=== INFORMATION PROVIDED ===

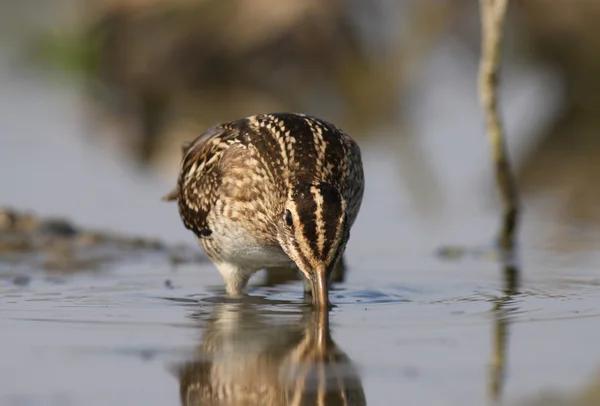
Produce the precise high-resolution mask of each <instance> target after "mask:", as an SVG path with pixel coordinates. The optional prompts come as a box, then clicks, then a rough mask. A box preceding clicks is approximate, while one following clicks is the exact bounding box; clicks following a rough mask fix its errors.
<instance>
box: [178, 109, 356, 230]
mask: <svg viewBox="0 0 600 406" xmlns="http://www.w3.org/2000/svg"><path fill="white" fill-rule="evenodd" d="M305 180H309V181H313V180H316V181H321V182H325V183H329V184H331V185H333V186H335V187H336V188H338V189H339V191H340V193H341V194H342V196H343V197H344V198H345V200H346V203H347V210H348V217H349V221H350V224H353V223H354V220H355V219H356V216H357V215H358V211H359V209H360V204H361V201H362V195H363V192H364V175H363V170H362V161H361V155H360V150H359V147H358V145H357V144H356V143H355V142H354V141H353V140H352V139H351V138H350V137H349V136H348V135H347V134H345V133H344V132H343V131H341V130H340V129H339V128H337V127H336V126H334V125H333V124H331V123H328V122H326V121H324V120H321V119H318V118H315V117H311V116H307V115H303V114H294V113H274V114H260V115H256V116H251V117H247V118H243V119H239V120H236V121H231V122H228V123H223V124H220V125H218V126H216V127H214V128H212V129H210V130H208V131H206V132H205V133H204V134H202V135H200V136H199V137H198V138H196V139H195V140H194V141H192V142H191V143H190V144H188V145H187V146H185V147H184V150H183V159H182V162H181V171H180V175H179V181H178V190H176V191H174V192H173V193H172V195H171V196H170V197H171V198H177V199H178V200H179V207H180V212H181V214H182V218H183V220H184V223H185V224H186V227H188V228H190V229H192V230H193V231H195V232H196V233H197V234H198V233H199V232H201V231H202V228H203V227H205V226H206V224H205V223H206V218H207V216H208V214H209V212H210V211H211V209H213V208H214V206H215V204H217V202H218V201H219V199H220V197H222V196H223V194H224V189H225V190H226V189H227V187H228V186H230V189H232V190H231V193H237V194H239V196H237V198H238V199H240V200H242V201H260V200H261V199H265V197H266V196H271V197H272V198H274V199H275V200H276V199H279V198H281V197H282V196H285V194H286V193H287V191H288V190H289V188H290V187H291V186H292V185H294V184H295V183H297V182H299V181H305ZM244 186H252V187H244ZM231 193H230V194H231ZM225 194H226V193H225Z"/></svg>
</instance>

===

Rewrite the lines of the items above, switching every occurrence of "rough mask" to "coarse mask" and keeping everything else the same. Omit the pictures from your answer.

Produce the precise high-resolution mask of each <instance> target after "mask:", as an SVG path with pixel coordinates. The optional prompts come as a box, then clicks, then a coarse mask. A box preceding clicks is approximate, while one following clicks is the exact bounding box; clicks following a coarse mask fix its errors.
<instance>
box: [178, 109, 356, 230]
mask: <svg viewBox="0 0 600 406" xmlns="http://www.w3.org/2000/svg"><path fill="white" fill-rule="evenodd" d="M305 180H309V181H313V180H316V181H321V182H325V183H329V184H331V185H333V186H335V187H336V188H338V189H339V191H340V193H341V194H342V196H343V197H344V198H345V200H346V203H347V210H348V217H349V221H350V224H353V223H354V220H355V219H356V216H357V215H358V211H359V209H360V204H361V201H362V195H363V192H364V175H363V170H362V161H361V155H360V150H359V147H358V145H357V144H356V143H355V142H354V141H353V140H352V139H351V138H350V137H349V136H348V135H347V134H345V133H344V132H343V131H341V130H340V129H339V128H337V127H336V126H334V125H333V124H331V123H328V122H326V121H324V120H321V119H318V118H315V117H311V116H307V115H303V114H294V113H274V114H260V115H256V116H251V117H247V118H243V119H239V120H236V121H231V122H228V123H223V124H220V125H218V126H216V127H214V128H212V129H210V130H208V131H206V132H205V133H204V134H202V135H200V136H199V137H198V138H196V139H195V140H194V141H192V142H191V143H190V144H188V145H187V146H185V147H184V150H183V159H182V162H181V171H180V175H179V181H178V190H176V191H174V192H173V193H172V195H171V196H170V197H171V198H177V199H178V200H179V207H180V212H181V214H182V218H183V220H184V223H185V224H186V227H188V228H190V229H192V230H193V231H195V232H196V233H197V234H198V233H199V232H201V231H202V228H203V227H205V226H206V224H205V223H206V218H207V216H208V214H209V212H210V211H211V209H213V208H214V206H215V204H217V202H218V201H219V199H220V197H222V196H223V194H224V189H225V190H226V189H227V187H228V186H230V189H232V190H231V193H237V194H239V196H237V198H238V199H240V200H242V201H260V200H261V199H265V197H266V196H271V197H272V198H274V199H275V200H276V199H279V198H281V197H282V196H285V194H286V193H287V191H288V190H289V188H290V187H291V186H292V185H294V184H295V183H297V182H299V181H305ZM244 186H252V187H244ZM231 193H230V194H231ZM225 194H226V193H225Z"/></svg>
</instance>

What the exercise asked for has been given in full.